- [Task]:
Please reproduce word for word the part of the carving thread below from "Go to www.chainsawsculptors.com" to "it all together.".

- [Text segment]:
::::
# pics of your first carvings?



## husky455rancher (Jun 18, 2008)

i was thinking of trying a carving. i really have no idea how to go about it. i cant draw to save my life. any advise on what would be a good thing to try out for a first timer? also anyone have any pics of their first or close to it carvings? im just trying to get and idea how to go about it. thanks, Mike


----------



## carvinmark (Jun 20, 2008)

Go to www.chainsawsculptors.com and you will find an easy lesson on how to carve a bear. It will only take about an hour for your first one. Just make sure the log you use is secured so it won't roll away on you. Good luck, it's fun!


----------



## ultimate buzz (Jun 20, 2008)

*Beginnig chainsaw carving*

Mike, I'm going to put my two cents worth in here.Yeah, the carving step by steps are great, but I personally had a hard time following the progression on a lot of them.They are great for referencing, but untill I saw someone making the actual cuts with a saw,I really had a hard time putting it all together.
Now , after a few years as a hobby carver,I am going to suggest this:
Baileys (one of this sites sponsors) has a few videos and dvds specifically on chainsaw carving. I would suggest getting a dvd, simply because you can easily stop or reverse the cutting techniques step by step.They also carry two excellent reference books by Jamie Doren/Dorean .
::::
- [Provided material]:
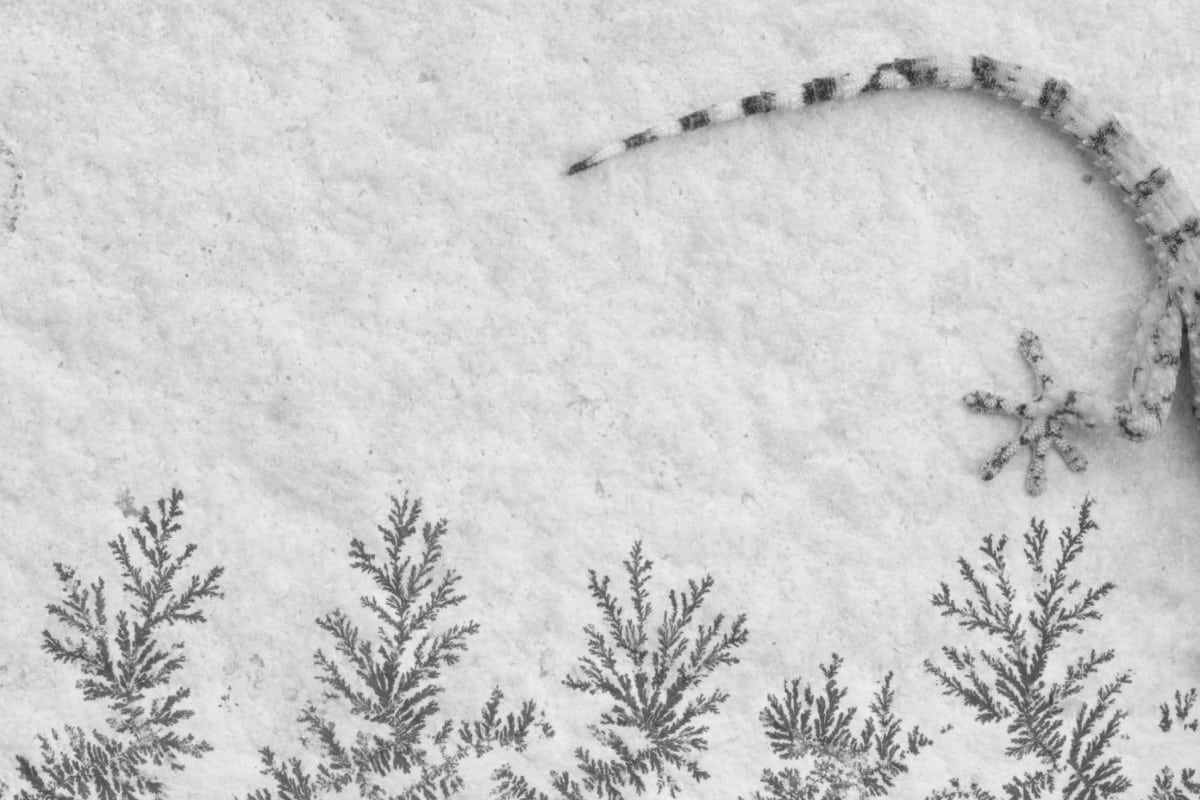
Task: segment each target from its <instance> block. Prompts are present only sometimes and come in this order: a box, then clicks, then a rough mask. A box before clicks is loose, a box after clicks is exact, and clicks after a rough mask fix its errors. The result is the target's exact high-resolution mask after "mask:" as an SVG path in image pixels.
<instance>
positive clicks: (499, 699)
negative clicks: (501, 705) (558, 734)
mask: <svg viewBox="0 0 1200 800" xmlns="http://www.w3.org/2000/svg"><path fill="white" fill-rule="evenodd" d="M503 699H504V692H502V691H500V690H499V687H497V688H493V690H492V696H491V697H490V698H488V699H487V703H485V704H484V708H482V709H481V710H480V712H479V718H478V720H475V721H473V722H466V721H464V722H462V723H460V726H458V741H461V742H462V745H463V746H464V747H467V748H469V750H470V751H472V752H474V753H475V754H476V756H482V754H484V753H487V752H490V751H492V750H496V748H497V747H504V748H511V750H514V751H515V752H518V753H520V752H523V751H524V750H526V747H528V746H529V739H530V736H533V735H534V734H541V735H542V736H544V738H546V739H550V738H552V736H553V735H554V729H553V728H552V727H551V724H550V723H548V722H546V720H545V716H544V715H542V714H541V712H540V711H539V710H538V705H536V704H535V703H534V702H533V700H526V702H524V703H522V704H521V710H520V711H517V712H512V711H510V712H509V714H506V715H502V714H500V702H502V700H503Z"/></svg>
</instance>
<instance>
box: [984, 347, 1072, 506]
mask: <svg viewBox="0 0 1200 800" xmlns="http://www.w3.org/2000/svg"><path fill="white" fill-rule="evenodd" d="M1019 349H1020V353H1021V357H1024V359H1025V362H1026V363H1028V365H1030V368H1031V369H1032V371H1033V378H1034V380H1036V381H1037V393H1036V395H1034V397H1033V399H1032V401H1030V402H1026V403H1014V402H1012V401H1009V399H1006V398H1003V397H1000V396H998V395H992V393H991V392H978V391H976V392H971V393H970V395H967V396H966V397H964V398H962V399H964V402H966V404H967V408H970V409H971V410H972V411H977V413H979V414H1003V415H1006V416H1015V417H1016V419H1019V420H1020V421H1021V431H1020V433H1019V434H1018V437H1016V438H1015V439H1013V440H1010V441H1008V443H1006V444H1003V445H1001V446H1000V447H998V449H997V450H996V451H995V452H994V453H992V455H991V457H990V458H988V461H985V462H984V464H983V468H982V470H980V475H982V477H983V480H985V481H990V480H991V479H994V477H996V475H997V474H998V473H1000V470H1001V469H1003V468H1004V464H1007V463H1008V462H1009V461H1010V459H1012V458H1013V456H1015V455H1016V452H1018V450H1020V449H1021V447H1028V449H1030V451H1031V458H1030V465H1028V468H1027V469H1026V470H1025V489H1026V492H1028V493H1030V494H1033V495H1037V494H1042V492H1043V491H1044V489H1045V486H1046V453H1048V452H1050V449H1051V447H1054V449H1055V451H1057V453H1058V455H1060V456H1062V459H1063V462H1064V463H1066V464H1067V468H1068V469H1070V470H1072V471H1073V473H1081V471H1084V470H1085V469H1087V457H1086V456H1084V453H1082V452H1080V450H1079V449H1078V447H1075V445H1073V444H1070V443H1069V441H1067V439H1066V438H1064V434H1063V431H1064V427H1066V426H1067V425H1082V422H1081V420H1080V417H1079V414H1078V413H1076V410H1075V399H1076V398H1075V392H1073V391H1066V392H1063V391H1061V390H1056V389H1055V384H1054V378H1052V377H1051V375H1050V373H1049V372H1048V369H1046V368H1045V365H1044V363H1043V361H1044V360H1045V355H1044V354H1043V351H1042V341H1040V339H1039V338H1038V337H1037V335H1034V333H1033V332H1032V331H1024V332H1022V333H1021V337H1020V341H1019Z"/></svg>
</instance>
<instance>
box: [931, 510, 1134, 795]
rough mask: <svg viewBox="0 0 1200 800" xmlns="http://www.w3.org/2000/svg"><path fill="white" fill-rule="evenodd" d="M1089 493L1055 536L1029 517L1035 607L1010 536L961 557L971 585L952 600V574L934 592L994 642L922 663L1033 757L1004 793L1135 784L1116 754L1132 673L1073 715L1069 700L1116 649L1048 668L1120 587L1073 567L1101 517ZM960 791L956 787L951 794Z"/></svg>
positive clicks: (1019, 750)
mask: <svg viewBox="0 0 1200 800" xmlns="http://www.w3.org/2000/svg"><path fill="white" fill-rule="evenodd" d="M1091 510H1092V500H1091V499H1090V498H1087V499H1085V500H1084V503H1082V505H1081V506H1080V511H1079V521H1078V524H1076V527H1075V528H1074V529H1073V528H1069V527H1068V528H1066V529H1064V530H1062V531H1061V533H1060V534H1058V536H1057V537H1051V536H1050V534H1049V530H1048V528H1046V525H1045V523H1044V522H1043V521H1038V519H1033V521H1031V524H1030V529H1028V531H1026V534H1025V536H1024V545H1025V547H1024V551H1022V555H1024V560H1025V563H1026V565H1027V566H1028V567H1030V569H1031V570H1032V573H1033V577H1034V579H1036V585H1034V588H1033V591H1032V595H1031V596H1032V607H1031V608H1020V607H1019V603H1020V601H1019V597H1021V596H1024V595H1022V593H1021V591H1019V590H1018V589H1016V587H1015V585H1014V576H1013V571H1012V569H1010V565H1009V563H1008V559H1007V555H1006V547H1007V545H1008V540H1007V537H1004V536H1001V537H1000V539H998V540H995V539H994V537H992V536H985V537H984V540H983V546H982V547H980V548H979V551H980V553H983V557H984V559H983V565H982V566H980V567H978V569H977V567H976V566H973V565H972V564H971V563H970V561H967V560H966V559H965V558H960V559H959V575H960V577H961V578H962V581H964V583H966V584H967V588H968V589H970V593H968V596H967V597H966V599H962V600H960V599H956V597H955V596H954V595H953V594H952V591H950V588H949V585H948V584H947V583H944V582H943V583H942V584H941V591H938V593H937V594H935V595H934V596H932V603H934V606H935V607H936V608H938V609H941V613H942V615H943V616H947V618H950V619H954V620H955V621H956V622H958V624H959V626H960V627H962V628H965V630H967V631H979V632H982V633H984V634H985V636H986V637H989V638H990V639H992V640H995V642H996V643H997V644H996V646H995V648H991V649H978V650H971V649H960V648H952V646H946V648H943V649H942V652H943V655H944V657H946V661H947V662H948V666H938V664H935V663H934V662H932V661H926V662H925V669H926V670H928V672H929V673H930V674H931V675H934V678H936V680H937V682H938V685H940V686H941V688H942V692H943V693H944V694H947V696H949V697H955V698H958V699H959V700H961V702H962V703H964V704H965V705H966V706H967V708H970V709H971V710H972V711H974V714H976V718H977V720H978V721H979V722H983V723H989V722H1001V723H1003V724H1004V726H1006V730H1007V732H1008V734H1009V745H1008V747H1007V750H1006V753H1007V754H1008V756H1010V757H1013V758H1015V759H1018V760H1021V759H1031V760H1032V762H1033V763H1034V764H1036V768H1034V769H1033V770H1032V771H1027V772H1024V774H1022V775H1019V776H1014V777H1013V778H1012V780H1010V781H1009V782H1008V783H1007V784H1006V786H1004V793H1006V795H1007V796H1010V798H1040V796H1045V795H1049V794H1051V793H1054V794H1055V796H1060V795H1061V796H1063V798H1070V799H1074V798H1105V796H1112V795H1116V794H1120V793H1122V792H1124V790H1126V789H1128V788H1129V786H1130V783H1129V780H1128V778H1127V777H1126V776H1124V775H1123V774H1122V770H1121V759H1120V758H1118V757H1116V756H1112V754H1110V750H1111V748H1112V745H1114V744H1115V742H1116V740H1117V739H1118V736H1120V728H1121V722H1122V720H1124V717H1126V716H1127V711H1124V710H1123V709H1118V708H1117V706H1116V698H1117V694H1118V693H1120V692H1121V690H1122V687H1123V686H1124V685H1126V684H1128V682H1129V675H1128V673H1123V672H1122V673H1118V674H1117V675H1115V676H1114V678H1112V679H1111V680H1109V681H1106V682H1103V684H1100V685H1099V686H1098V687H1097V688H1096V690H1094V692H1096V693H1094V699H1093V700H1092V702H1091V703H1081V704H1079V708H1078V711H1076V712H1075V714H1074V717H1073V718H1072V716H1070V714H1069V712H1068V711H1067V709H1066V702H1067V700H1068V699H1069V698H1073V697H1075V696H1078V694H1080V693H1081V692H1082V691H1084V688H1085V682H1087V681H1088V680H1090V679H1092V678H1094V676H1096V675H1097V674H1098V673H1099V672H1100V669H1102V668H1103V667H1104V666H1106V664H1108V663H1109V662H1111V661H1112V658H1114V651H1112V650H1103V651H1099V652H1097V651H1096V650H1091V651H1090V652H1088V654H1087V655H1085V656H1080V657H1078V658H1075V660H1074V661H1072V662H1070V663H1067V664H1066V666H1064V667H1063V668H1062V669H1061V670H1060V672H1058V673H1057V674H1054V675H1052V674H1051V670H1050V666H1051V661H1052V658H1051V656H1052V655H1054V652H1055V650H1057V649H1058V648H1060V646H1061V645H1062V643H1063V639H1064V638H1066V637H1067V636H1068V634H1070V633H1080V632H1081V631H1082V626H1084V622H1087V621H1092V620H1099V619H1100V612H1099V609H1098V606H1099V603H1100V601H1102V600H1104V597H1106V596H1108V595H1109V594H1110V593H1111V591H1112V590H1114V588H1115V585H1114V584H1112V583H1102V584H1099V585H1097V587H1088V588H1085V587H1084V585H1082V583H1081V582H1080V581H1079V579H1076V578H1074V577H1072V576H1070V567H1072V565H1073V564H1074V563H1075V560H1076V559H1078V558H1079V555H1080V553H1082V549H1084V541H1085V537H1086V536H1087V535H1088V534H1090V533H1092V531H1093V530H1096V529H1097V528H1098V525H1097V524H1096V522H1094V521H1093V519H1092V515H1091ZM947 796H955V795H953V794H952V795H947Z"/></svg>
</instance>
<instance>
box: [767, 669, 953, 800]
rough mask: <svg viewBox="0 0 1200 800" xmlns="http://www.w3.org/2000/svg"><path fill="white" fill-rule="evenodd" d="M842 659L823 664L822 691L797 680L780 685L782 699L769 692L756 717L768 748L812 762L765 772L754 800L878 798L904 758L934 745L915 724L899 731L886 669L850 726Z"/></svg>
mask: <svg viewBox="0 0 1200 800" xmlns="http://www.w3.org/2000/svg"><path fill="white" fill-rule="evenodd" d="M841 664H842V660H841V657H840V656H839V655H838V654H834V655H833V658H832V660H830V662H829V666H828V667H827V666H824V664H821V674H822V675H823V676H824V685H823V687H822V688H821V690H820V691H814V687H812V686H808V685H805V684H804V682H803V681H802V680H800V679H799V678H797V679H793V680H791V681H787V682H785V684H784V696H782V698H780V697H776V696H774V694H770V696H768V698H767V706H766V708H764V709H763V710H762V711H761V712H760V715H758V720H760V721H761V722H762V726H763V728H764V730H766V732H767V739H768V741H769V742H770V748H772V750H773V751H774V752H775V754H776V756H779V757H780V758H782V759H785V760H794V759H799V758H805V757H811V758H814V766H812V769H811V770H810V771H809V772H808V774H803V772H802V771H800V770H797V769H794V768H786V769H784V770H781V771H779V772H775V771H773V770H769V769H768V770H763V775H762V783H763V787H764V789H766V794H763V793H762V792H756V793H755V794H754V795H752V800H792V799H798V798H805V799H808V798H812V799H817V798H821V799H824V798H829V799H830V800H833V799H835V798H844V796H847V794H848V793H857V794H859V795H866V796H882V795H884V794H887V792H888V789H890V788H892V787H893V784H894V782H895V778H896V777H899V776H900V775H902V774H904V772H907V771H908V766H907V764H905V760H906V759H907V757H908V756H916V754H918V753H919V752H920V750H922V748H923V747H925V746H928V745H931V744H932V740H930V739H929V738H928V736H925V734H923V733H922V732H920V729H919V728H917V727H913V728H910V729H908V732H907V733H905V730H904V726H902V723H901V722H900V720H899V717H896V715H895V712H894V711H893V705H894V703H895V691H894V690H893V688H892V673H888V674H887V675H886V676H884V678H883V680H882V681H881V684H880V687H878V690H877V691H876V693H875V697H874V698H872V700H871V704H870V716H868V717H866V718H864V720H863V722H862V724H860V726H859V728H858V729H857V730H856V729H854V717H856V715H857V714H858V709H857V708H856V706H852V705H851V706H847V705H845V703H844V700H845V699H846V694H847V693H848V691H850V690H847V688H845V687H841V686H839V684H838V670H839V669H840V668H841Z"/></svg>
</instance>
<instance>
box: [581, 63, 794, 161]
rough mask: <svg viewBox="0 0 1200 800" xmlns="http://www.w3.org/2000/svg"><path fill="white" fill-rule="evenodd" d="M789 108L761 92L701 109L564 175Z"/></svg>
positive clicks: (774, 92) (614, 145)
mask: <svg viewBox="0 0 1200 800" xmlns="http://www.w3.org/2000/svg"><path fill="white" fill-rule="evenodd" d="M805 85H808V84H805ZM791 107H792V104H788V103H785V102H781V98H780V97H779V96H776V94H775V92H773V91H761V92H758V94H757V95H748V96H746V97H743V98H742V100H734V101H730V102H727V103H719V104H716V106H710V107H708V108H703V109H700V110H698V112H691V113H690V114H684V115H683V116H679V118H677V119H673V120H667V121H666V122H662V124H660V125H655V126H654V127H649V128H646V130H644V131H642V132H640V133H635V134H634V136H629V137H625V138H624V139H622V140H620V142H613V143H612V144H610V145H608V146H606V148H601V149H600V150H596V151H595V152H593V154H592V155H590V156H588V157H587V158H584V160H582V161H577V162H575V163H574V164H571V166H570V167H569V168H568V169H566V174H568V175H574V174H576V173H582V172H583V170H584V169H592V168H593V167H595V166H598V164H602V163H604V162H606V161H608V160H610V158H616V157H617V156H619V155H620V154H623V152H629V151H630V150H634V149H635V148H641V146H642V145H647V144H650V143H652V142H658V140H659V139H670V138H671V137H677V136H680V134H683V133H688V132H689V131H697V130H700V128H703V127H708V126H710V125H716V124H720V122H730V121H732V120H740V119H743V118H746V116H754V115H755V114H766V113H768V112H774V110H780V109H787V108H791Z"/></svg>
::::
- [Response to the exercise]:
Go to www.chainsawsculptors.com and you will find an easy lesson on how to carve a bear. It will only take about an hour for your first one. Just make sure the log you use is secured so it won't roll away on you. Good luck, it's fun!


----------



## ultimate buzz (Jun 20, 2008)

*Beginnig chainsaw carving*

Mike, I'm going to put my two cents worth in here.Yeah, the carving step by steps are great, but I personally had a hard time following the progression on a lot of them.They are great for referencing, but untill I saw someone making the actual cuts with a saw,I really had a hard time putting it all together.